TASK INSTRUCTIONS: Copy out the entries below word for word, beginning with their first line and continuing down through the line that contains "[66,134,102,189]". Include both of those lines.

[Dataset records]
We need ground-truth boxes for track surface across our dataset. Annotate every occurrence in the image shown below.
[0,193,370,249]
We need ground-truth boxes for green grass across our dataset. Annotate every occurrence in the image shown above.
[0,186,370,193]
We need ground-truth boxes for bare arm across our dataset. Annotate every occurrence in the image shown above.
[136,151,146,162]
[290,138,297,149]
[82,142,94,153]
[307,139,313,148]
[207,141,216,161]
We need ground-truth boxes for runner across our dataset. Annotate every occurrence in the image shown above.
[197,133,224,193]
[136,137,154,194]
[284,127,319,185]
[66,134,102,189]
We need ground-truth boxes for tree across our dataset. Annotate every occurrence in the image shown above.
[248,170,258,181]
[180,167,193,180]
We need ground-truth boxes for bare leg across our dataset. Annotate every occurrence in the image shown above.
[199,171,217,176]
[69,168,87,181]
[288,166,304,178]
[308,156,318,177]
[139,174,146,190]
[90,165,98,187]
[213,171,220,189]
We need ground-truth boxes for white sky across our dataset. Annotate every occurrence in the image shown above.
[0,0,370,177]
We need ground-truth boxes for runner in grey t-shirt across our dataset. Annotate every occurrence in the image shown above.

RESULT OF THIS TASK:
We need ground-truth boxes for track surface across our dataset. Annotate every occurrence in the image shown below.
[0,193,370,249]
We need ground-truth boxes for green grass across our dataset. Annotate every occurrence in the image shown above.
[0,186,370,193]
We need ground-truth boxes for bare arm across our dataset. Annotate every occurrence in the image shown above.
[136,151,146,162]
[290,138,297,149]
[82,142,94,153]
[307,139,313,148]
[207,141,216,161]
We need ground-truth boxes for runner across our dataset. Annotate every occurrence in the image shown above.
[197,133,224,193]
[136,137,154,194]
[284,127,319,185]
[66,134,102,189]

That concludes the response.